• What you should do
Your task is to extract the lines from the one holding "For the mapping pass, tag each instance of the fish dorsal" through the end of the material. Set them down exactly and add nothing.

• Input
┄┄┄┄┄┄┄┄┄┄

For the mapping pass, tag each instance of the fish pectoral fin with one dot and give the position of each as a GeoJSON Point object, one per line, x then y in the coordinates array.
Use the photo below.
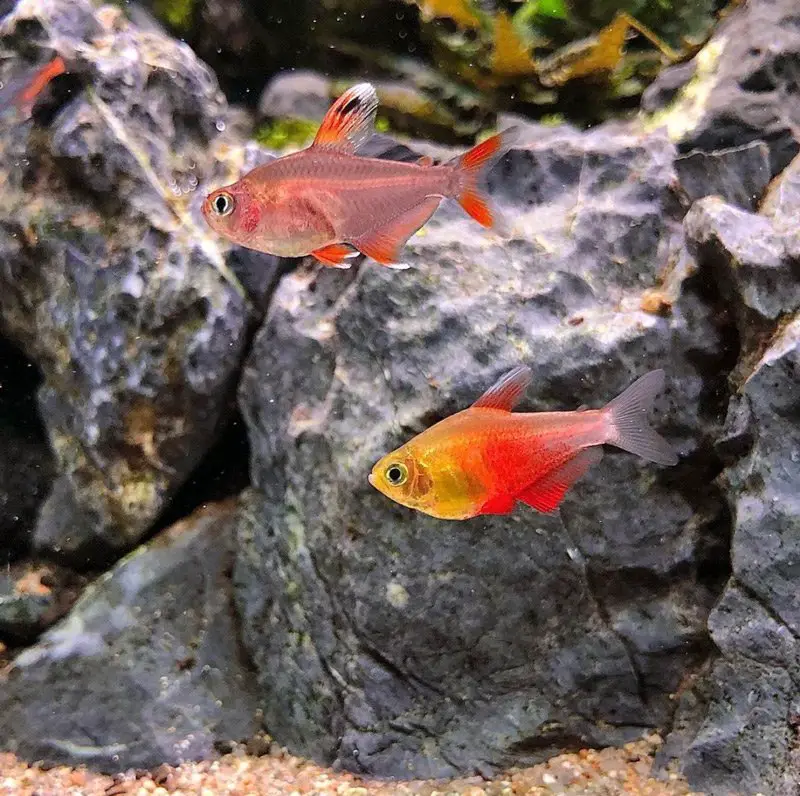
{"type": "Point", "coordinates": [384, 244]}
{"type": "Point", "coordinates": [502, 504]}
{"type": "Point", "coordinates": [547, 493]}
{"type": "Point", "coordinates": [506, 392]}
{"type": "Point", "coordinates": [350, 121]}
{"type": "Point", "coordinates": [335, 255]}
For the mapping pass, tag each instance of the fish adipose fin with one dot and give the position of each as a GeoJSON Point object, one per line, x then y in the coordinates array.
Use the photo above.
{"type": "Point", "coordinates": [350, 121]}
{"type": "Point", "coordinates": [631, 430]}
{"type": "Point", "coordinates": [506, 392]}
{"type": "Point", "coordinates": [470, 165]}
{"type": "Point", "coordinates": [383, 245]}
{"type": "Point", "coordinates": [336, 255]}
{"type": "Point", "coordinates": [547, 493]}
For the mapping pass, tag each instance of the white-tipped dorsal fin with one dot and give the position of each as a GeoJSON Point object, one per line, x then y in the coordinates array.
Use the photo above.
{"type": "Point", "coordinates": [507, 391]}
{"type": "Point", "coordinates": [350, 121]}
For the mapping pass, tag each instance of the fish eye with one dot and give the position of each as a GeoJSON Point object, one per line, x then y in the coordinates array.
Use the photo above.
{"type": "Point", "coordinates": [222, 204]}
{"type": "Point", "coordinates": [397, 474]}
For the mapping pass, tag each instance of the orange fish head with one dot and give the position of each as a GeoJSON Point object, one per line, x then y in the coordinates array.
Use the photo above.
{"type": "Point", "coordinates": [232, 212]}
{"type": "Point", "coordinates": [403, 478]}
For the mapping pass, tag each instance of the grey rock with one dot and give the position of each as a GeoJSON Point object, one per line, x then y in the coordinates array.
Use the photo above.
{"type": "Point", "coordinates": [26, 462]}
{"type": "Point", "coordinates": [759, 274]}
{"type": "Point", "coordinates": [739, 175]}
{"type": "Point", "coordinates": [110, 281]}
{"type": "Point", "coordinates": [743, 88]}
{"type": "Point", "coordinates": [393, 644]}
{"type": "Point", "coordinates": [146, 669]}
{"type": "Point", "coordinates": [26, 474]}
{"type": "Point", "coordinates": [745, 736]}
{"type": "Point", "coordinates": [296, 95]}
{"type": "Point", "coordinates": [736, 731]}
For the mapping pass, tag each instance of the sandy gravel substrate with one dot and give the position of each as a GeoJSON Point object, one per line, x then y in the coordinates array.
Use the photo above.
{"type": "Point", "coordinates": [598, 773]}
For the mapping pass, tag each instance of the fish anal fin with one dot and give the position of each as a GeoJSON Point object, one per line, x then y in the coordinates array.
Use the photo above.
{"type": "Point", "coordinates": [470, 165]}
{"type": "Point", "coordinates": [506, 392]}
{"type": "Point", "coordinates": [500, 504]}
{"type": "Point", "coordinates": [350, 120]}
{"type": "Point", "coordinates": [335, 255]}
{"type": "Point", "coordinates": [546, 494]}
{"type": "Point", "coordinates": [384, 244]}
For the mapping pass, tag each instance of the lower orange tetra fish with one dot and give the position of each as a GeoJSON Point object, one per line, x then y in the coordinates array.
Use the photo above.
{"type": "Point", "coordinates": [484, 459]}
{"type": "Point", "coordinates": [22, 91]}
{"type": "Point", "coordinates": [327, 201]}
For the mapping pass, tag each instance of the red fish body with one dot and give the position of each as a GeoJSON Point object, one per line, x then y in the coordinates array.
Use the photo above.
{"type": "Point", "coordinates": [484, 459]}
{"type": "Point", "coordinates": [327, 201]}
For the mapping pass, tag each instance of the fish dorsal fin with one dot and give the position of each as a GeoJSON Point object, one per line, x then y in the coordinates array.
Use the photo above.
{"type": "Point", "coordinates": [507, 391]}
{"type": "Point", "coordinates": [350, 120]}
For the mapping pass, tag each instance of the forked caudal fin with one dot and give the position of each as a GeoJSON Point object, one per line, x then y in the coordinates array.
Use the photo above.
{"type": "Point", "coordinates": [470, 165]}
{"type": "Point", "coordinates": [631, 430]}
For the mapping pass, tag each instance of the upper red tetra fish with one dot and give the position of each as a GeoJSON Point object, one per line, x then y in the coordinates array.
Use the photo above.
{"type": "Point", "coordinates": [327, 201]}
{"type": "Point", "coordinates": [484, 459]}
{"type": "Point", "coordinates": [22, 91]}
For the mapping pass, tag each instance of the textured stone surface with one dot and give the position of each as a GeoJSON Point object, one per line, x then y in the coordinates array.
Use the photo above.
{"type": "Point", "coordinates": [33, 596]}
{"type": "Point", "coordinates": [395, 644]}
{"type": "Point", "coordinates": [146, 668]}
{"type": "Point", "coordinates": [108, 279]}
{"type": "Point", "coordinates": [737, 728]}
{"type": "Point", "coordinates": [739, 175]}
{"type": "Point", "coordinates": [742, 88]}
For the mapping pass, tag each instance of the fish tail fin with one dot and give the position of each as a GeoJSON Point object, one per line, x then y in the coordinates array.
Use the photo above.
{"type": "Point", "coordinates": [630, 428]}
{"type": "Point", "coordinates": [468, 168]}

┄┄┄┄┄┄┄┄┄┄

• Expected answer
For the mapping pass, tag each instance of the fish dorsal fin with one dot and give the position of each as a GeoJSON Point object, one per line, x then y in the coordinates array.
Use the photo above.
{"type": "Point", "coordinates": [507, 391]}
{"type": "Point", "coordinates": [350, 120]}
For the mapping pass, tag each instance of the forked caudal fin with one dot and give the position of each as a GeoJSON Point object, one per line, x then y in the coordinates array.
Use the photo above.
{"type": "Point", "coordinates": [470, 165]}
{"type": "Point", "coordinates": [631, 430]}
For the mapping pass, tag each instance of the upper red tetra fish with one dot and give the position of each as a GeoJSON Point object, one per line, x then y in the coordinates array.
Use the photo above.
{"type": "Point", "coordinates": [327, 201]}
{"type": "Point", "coordinates": [484, 459]}
{"type": "Point", "coordinates": [22, 91]}
For the mapping pass, tag each instance of the textured stone surface with one dot and give the position of each as a GeoJSON Point object, one per line, x then y in the coordinates array.
Use the photo above.
{"type": "Point", "coordinates": [33, 596]}
{"type": "Point", "coordinates": [395, 644]}
{"type": "Point", "coordinates": [146, 668]}
{"type": "Point", "coordinates": [108, 279]}
{"type": "Point", "coordinates": [737, 728]}
{"type": "Point", "coordinates": [739, 175]}
{"type": "Point", "coordinates": [742, 88]}
For the mapping pass, tag each instance of the fish tail fin with one dot and give the position of each as a GeoJSON Point object, one per line, x then y in the coordinates array.
Use the photo above.
{"type": "Point", "coordinates": [630, 428]}
{"type": "Point", "coordinates": [468, 168]}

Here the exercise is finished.